EXTRACTED MATERIAL:
--------------------------------------------------
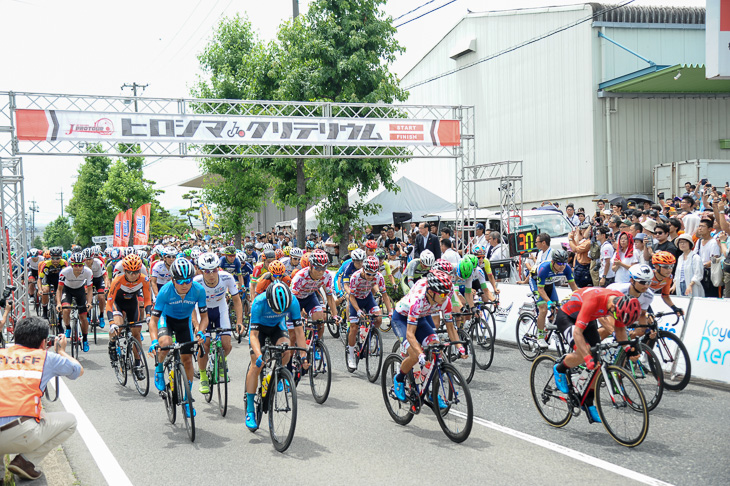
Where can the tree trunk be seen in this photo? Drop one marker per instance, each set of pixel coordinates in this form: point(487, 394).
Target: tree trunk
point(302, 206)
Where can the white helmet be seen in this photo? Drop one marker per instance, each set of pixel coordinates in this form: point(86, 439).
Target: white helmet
--------------------------------------------------
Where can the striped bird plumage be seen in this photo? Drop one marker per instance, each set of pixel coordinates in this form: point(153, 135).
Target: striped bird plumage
--------------------------------------------------
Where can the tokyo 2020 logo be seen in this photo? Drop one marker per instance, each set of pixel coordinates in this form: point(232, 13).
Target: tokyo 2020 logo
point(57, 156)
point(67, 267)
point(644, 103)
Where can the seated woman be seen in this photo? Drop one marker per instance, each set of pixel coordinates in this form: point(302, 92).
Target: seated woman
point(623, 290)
--------------------------------------------------
EXERCISE:
Copy out the items from the line containing "Where can the tree" through the line containing "Target: white helmet", changing "marker" to "pin" and leaving the rest untouched.

CORRECT OUTPUT:
Where can the tree trunk be seen in this photo? Drop one pin per instance, each set of pixel coordinates in this form: point(487, 394).
Target: tree trunk
point(302, 206)
Where can the white helmet be seen in this photo? Drop one pin per instance, each set of pixel coordinates in this form: point(86, 439).
Target: white helmet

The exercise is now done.